Yelling started with a quick pace, rapidly building up a lead over the pack of runners in the early stages of the race. During the second lap, the Portuguese runners, along with Rosa María Morató and Adriënne Herzog, remained in pursuit but Ireland's Mary Cullen had faded behind. Yelling, still leading, maintained her fast speed after the halfway point while Augusto and Morató filled out the medalling positions. Morató pulled away from Augusto, but never managed to make up the six-second gap between her and Yelling. The Briton took the gold medal and Morató was next to come in, receiving the silver medal. Meanwhile, Herzog overtook a tired Jessica Augusto for the bronze. Augusto, Monteiro, and Ana Dulce Félix of Portugal filled out the top six finishers; although they had failed to reach the individual podium, the trio and tenth-placed Sara Moreira won the team gold medals by a significant margin.

Under-23 and junior races
In the men's under-23 race, there was a large group of runners at the front up until the 3.5 km mark, at which point a pack of three runners led the race throughout: Atelaw Yeshetela of Belgium, and Hassan Chahdi and Noureddine Smaïl of France. The three took turns in leading the race and remained close. However, in the final lap, Smaïl broke away from the other two runners and was unchallenged at the finish line, proving his abilities after a disappointing race in 2008. Chahdi was the silver medallist and Yeshetela took third place, while Frenchman Florian Carvalho was fourth, setting up France as the team gold medallists of the race. Great Britain and Belgium took the team silver and bronze respectively.

As she had done in the previous year's competition, Sultan Haydar of Turkey took the lead early on in the women's under-23 competition. By the halfway mark she was thirteen seconds clear of the other runners, but her pace started to slow. Irina Sergeyeva quickly reduced the Turkish runner's lead and on the final lap she threatened to take first place. However, Sergeyeva was beaten by Haydar's sprint finish in the final home straight. Jessica Sparke took the bronze, and her teammates Charlotte Browning and Hollie Rowland followed shortly after to continue Great Britain's unbeaten run of gold medals in the women's under-23 team competition.

In the junior races, Karoline Bjerkeli Grøvdal became the first Norwegian to win at the European Championships. The European Junior Champion quickly took control of the women's race and managed to hold off Gulshat Fazlitdinova to win the title. Kate Avery was the bronze medallist in the individual race, and Russia, Great Britain and Germany were the team medallists. Grøvdal's compatriot Sondre Nordstad Moen failed to make it a junior double for Norway in the men's race. Moen led the race for the first three laps with a comfortable pace, but Jeroen D'Hoedt pulled ahead for the final lap. Nick Goolab made up significant ground to pip teammate James Wilkinson for the silver at the finish line. Moen ended up fourth, but he won a team bronze with Norway. Britain and France won the gold and silver team medals, respectively.
_ _ _
▶ **STATED TASK A**
From the listing, copy out the lines from the line with "Target: red car" to the line with "pixel 277 678", including both of those lines.
The race report and the listing come from two unrelated sources.

▶ **SOURCE RECORDS**
_ _ _
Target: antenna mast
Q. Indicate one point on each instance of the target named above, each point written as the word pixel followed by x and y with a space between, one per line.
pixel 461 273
_ _ _
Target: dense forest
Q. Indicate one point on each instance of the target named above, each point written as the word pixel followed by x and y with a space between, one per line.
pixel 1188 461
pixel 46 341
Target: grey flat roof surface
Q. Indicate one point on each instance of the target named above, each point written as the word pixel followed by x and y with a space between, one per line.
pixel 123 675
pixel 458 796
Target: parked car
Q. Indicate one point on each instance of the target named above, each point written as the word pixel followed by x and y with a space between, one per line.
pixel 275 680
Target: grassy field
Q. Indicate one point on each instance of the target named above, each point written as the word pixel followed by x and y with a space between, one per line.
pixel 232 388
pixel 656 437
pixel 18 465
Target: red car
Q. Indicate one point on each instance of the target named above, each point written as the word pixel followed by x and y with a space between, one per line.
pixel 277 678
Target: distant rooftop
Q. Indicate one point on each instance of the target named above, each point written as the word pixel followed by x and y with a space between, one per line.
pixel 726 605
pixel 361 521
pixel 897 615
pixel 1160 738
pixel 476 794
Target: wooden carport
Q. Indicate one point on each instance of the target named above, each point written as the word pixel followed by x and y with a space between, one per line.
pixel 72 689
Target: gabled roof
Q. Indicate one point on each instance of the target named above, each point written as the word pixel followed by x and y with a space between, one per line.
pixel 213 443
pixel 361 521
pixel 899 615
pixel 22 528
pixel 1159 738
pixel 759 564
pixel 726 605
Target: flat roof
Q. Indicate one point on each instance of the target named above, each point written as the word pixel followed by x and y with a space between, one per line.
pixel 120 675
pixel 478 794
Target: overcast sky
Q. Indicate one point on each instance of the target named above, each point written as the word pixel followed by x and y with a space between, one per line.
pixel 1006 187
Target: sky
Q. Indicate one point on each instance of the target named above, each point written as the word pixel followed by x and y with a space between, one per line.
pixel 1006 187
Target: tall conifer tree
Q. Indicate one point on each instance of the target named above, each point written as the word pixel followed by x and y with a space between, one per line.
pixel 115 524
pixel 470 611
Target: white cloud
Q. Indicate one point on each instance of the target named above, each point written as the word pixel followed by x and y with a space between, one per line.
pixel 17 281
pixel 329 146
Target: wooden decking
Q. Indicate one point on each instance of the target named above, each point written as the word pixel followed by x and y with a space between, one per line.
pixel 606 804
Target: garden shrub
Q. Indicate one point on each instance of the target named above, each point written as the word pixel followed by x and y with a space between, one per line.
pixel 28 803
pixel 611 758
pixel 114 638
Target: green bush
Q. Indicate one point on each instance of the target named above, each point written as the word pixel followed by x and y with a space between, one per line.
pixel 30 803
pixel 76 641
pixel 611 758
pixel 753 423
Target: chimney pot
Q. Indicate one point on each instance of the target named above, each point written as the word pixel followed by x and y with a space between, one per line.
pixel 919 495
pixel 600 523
_ _ _
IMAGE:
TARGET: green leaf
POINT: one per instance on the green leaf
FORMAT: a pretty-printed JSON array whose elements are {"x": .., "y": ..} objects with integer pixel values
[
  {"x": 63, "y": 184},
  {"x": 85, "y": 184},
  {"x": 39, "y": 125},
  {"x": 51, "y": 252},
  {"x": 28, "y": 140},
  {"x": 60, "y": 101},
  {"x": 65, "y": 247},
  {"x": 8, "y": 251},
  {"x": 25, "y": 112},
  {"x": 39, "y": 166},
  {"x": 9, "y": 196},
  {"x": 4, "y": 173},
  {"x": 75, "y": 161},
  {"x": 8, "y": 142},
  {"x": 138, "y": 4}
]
_ _ _
▶ **STATED TASK B**
According to the race report, who became the first Norwegian to win at the European Championships?

▶ **RESULT A**
Target: red car
Q. Indicate one point on each instance of the target named above, each point written as the word pixel followed by x and y with a space between, one per line.
pixel 277 678

▶ **RESULT B**
Karoline Bjerkeli Grøvdal